Compito da svolgere
Secondo il testo estratto, in quale luogo la polizia di Sacramento ha ucciso Stephon Clark?

Testo estratto
Scrive Alex King, uno degli studenti impegnati in Never Again, da Chicago:

«Credetemi, da dove vengo le scuole sono già più difficili di quanto si possa immaginare. Ci alziamo prestissimo ogni giorno, prevedendo il tempo necessario per fare la fila ai metal detector. Siamo colpiti in maniera sproporzionata da politiche della tolleranza-zero, che ci incanalano nell’indotto scuola-prigione. Siamo abituati a vedere poliziotti che camminano su e giù nei corridoi della scuola, e se non capite quanto solo quello ci provochi stress, allora ciò che é accaduto a Laquan McDonald o a Tamir Rice o a Sandra Bland o Stephon Clarck non lo conoscete nemmeno. E lo dovreste sapere.»

Il 21 marzo, quattro giorni prima del bagno di folla che a Washington ha alzato i pugni e si è commosso a sentire testimonianze e silenzi delle giovani studentesse e studenti di Parkland, la polizia di Sacramento (CA) ha ucciso Stephon Clark, un ventiduenne nero, nel giardino di sua nonna: otto colpi alla schiena hanno raggiunto e ucciso il giovane disarmato, la famiglia e la comunità hanno bloccato il traffico nelle strade della città e il consiglio municipale. Emma Gonzales, il 18 febbraio, ha parlato per sé, per la propria famiglia, e per i propri compagni definendo “cazzate” le parole di liquidazione del Governo contro chi porta la conversazione sul gun control:

Le persone al Governo che hanno ricevuto i voti per ricoprire incarichi di potere ci stanno mentendo. E noi ragazzi, noi con le nostre famiglie, sembriamo essere i soli a dire che sono tutte cazzate (“call BS”, “call bullshit”). Le corporazioni tentano di caricaturare noi adolescenti, di questi tempi, dicendo che ci occupiamo solo di noi stessi, che siamo ossessionati dalle cose che fanno tendenza, e ci silenziano cercando di sottometterci quando il nostro messaggio non raggiunge le orecchie della nazione: siamo pronti a dire che sono cazzate. Ai politici che siedono nelle loro Camere e nei loro Senati dorati, pagati dalla National Rifle Association, che ci dicono che nulla si sarebbe potuto fare per prevenire quanto successo: we call BS. A quanti dicono che leggi più strette per controllo delle armi non diminuiranno la violenza da armi da fuoco: we call BS. A quanti dicono che una brava persona con una pistola ferma una cattiva persona con una pistola: we call BS. A quanti dicono che le armi sono come i coltelli e tanto pericolose quanto un’automobile: we call BS. A quanti dicono che nessuna legge avrebbe potuto impedire le centinaia di tragedie insensate che sono successe: we call BS. A quanti dicono che noi ragazzi non sappiamo di cosa stiamo parlando, che siamo troppo giovani per capire come funziona il governo: we call BS.

Righe del dataset
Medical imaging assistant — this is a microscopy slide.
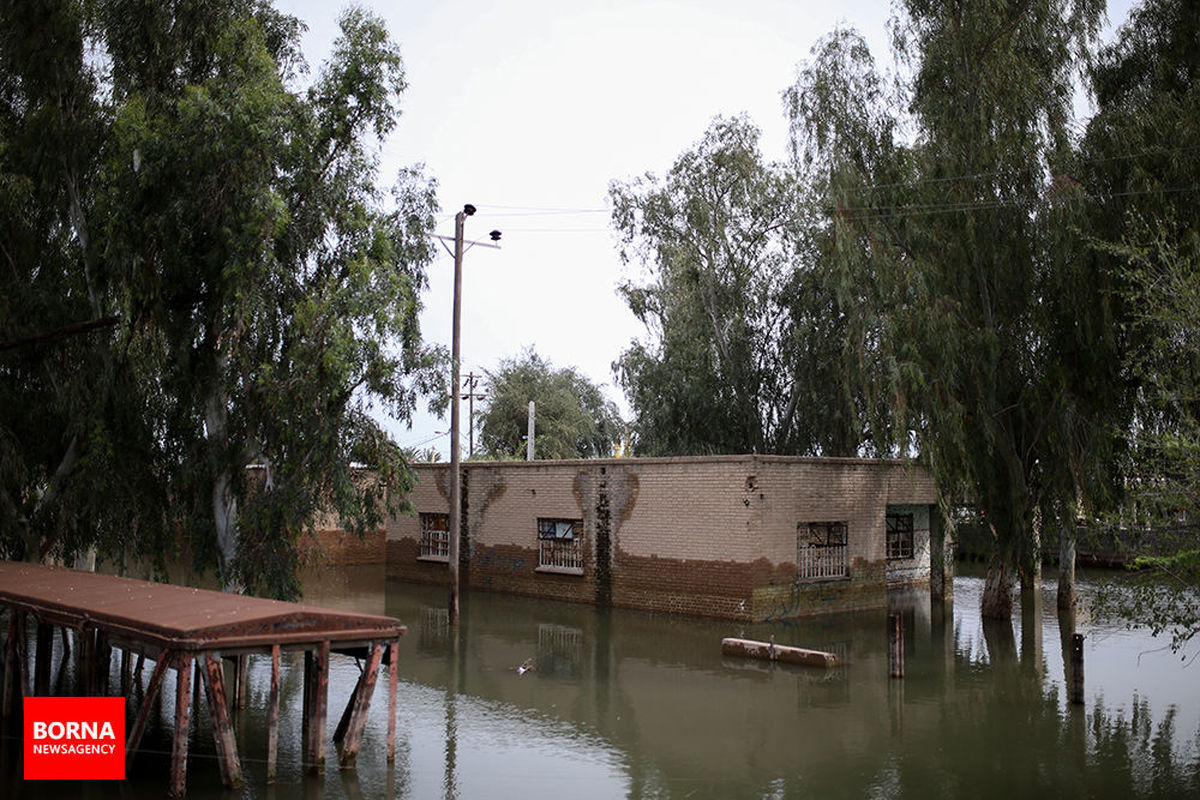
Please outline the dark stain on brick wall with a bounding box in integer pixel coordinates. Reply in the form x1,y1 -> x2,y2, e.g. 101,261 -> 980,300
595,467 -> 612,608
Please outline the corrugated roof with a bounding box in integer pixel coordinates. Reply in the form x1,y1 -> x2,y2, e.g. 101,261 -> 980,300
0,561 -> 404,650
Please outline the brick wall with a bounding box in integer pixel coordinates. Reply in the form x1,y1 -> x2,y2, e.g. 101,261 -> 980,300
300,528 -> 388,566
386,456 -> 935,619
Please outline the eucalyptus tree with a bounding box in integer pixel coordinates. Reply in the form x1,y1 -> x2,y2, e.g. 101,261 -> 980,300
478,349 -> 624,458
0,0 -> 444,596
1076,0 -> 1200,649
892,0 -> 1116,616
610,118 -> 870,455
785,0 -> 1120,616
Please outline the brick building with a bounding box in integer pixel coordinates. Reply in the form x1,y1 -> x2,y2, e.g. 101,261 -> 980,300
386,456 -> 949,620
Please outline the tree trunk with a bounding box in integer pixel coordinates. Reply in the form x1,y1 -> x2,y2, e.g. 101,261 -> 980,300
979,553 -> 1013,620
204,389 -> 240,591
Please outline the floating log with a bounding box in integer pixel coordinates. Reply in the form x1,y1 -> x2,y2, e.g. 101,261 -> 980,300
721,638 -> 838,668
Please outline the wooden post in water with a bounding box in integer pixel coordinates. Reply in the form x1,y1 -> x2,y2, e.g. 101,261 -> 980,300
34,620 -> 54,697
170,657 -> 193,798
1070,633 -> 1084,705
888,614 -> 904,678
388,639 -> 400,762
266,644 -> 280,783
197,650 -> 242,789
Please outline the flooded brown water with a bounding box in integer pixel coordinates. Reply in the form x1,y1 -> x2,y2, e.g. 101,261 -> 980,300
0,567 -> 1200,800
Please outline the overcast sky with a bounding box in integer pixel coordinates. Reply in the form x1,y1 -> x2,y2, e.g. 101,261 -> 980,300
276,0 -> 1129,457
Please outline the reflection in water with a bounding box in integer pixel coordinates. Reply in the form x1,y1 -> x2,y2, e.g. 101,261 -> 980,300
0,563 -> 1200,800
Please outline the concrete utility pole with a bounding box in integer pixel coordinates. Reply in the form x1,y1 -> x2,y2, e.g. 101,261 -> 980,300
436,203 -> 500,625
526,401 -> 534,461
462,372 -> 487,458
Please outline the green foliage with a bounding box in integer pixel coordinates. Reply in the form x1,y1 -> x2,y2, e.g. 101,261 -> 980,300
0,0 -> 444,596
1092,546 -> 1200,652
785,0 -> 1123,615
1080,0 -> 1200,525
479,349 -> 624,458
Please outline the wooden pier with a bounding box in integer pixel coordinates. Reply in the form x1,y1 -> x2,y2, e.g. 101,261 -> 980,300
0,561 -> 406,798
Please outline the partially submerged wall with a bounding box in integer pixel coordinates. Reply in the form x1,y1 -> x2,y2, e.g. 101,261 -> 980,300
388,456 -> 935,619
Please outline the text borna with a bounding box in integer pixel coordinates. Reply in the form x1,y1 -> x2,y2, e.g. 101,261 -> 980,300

Soluzione proposta
Nel giardino di sua nonna.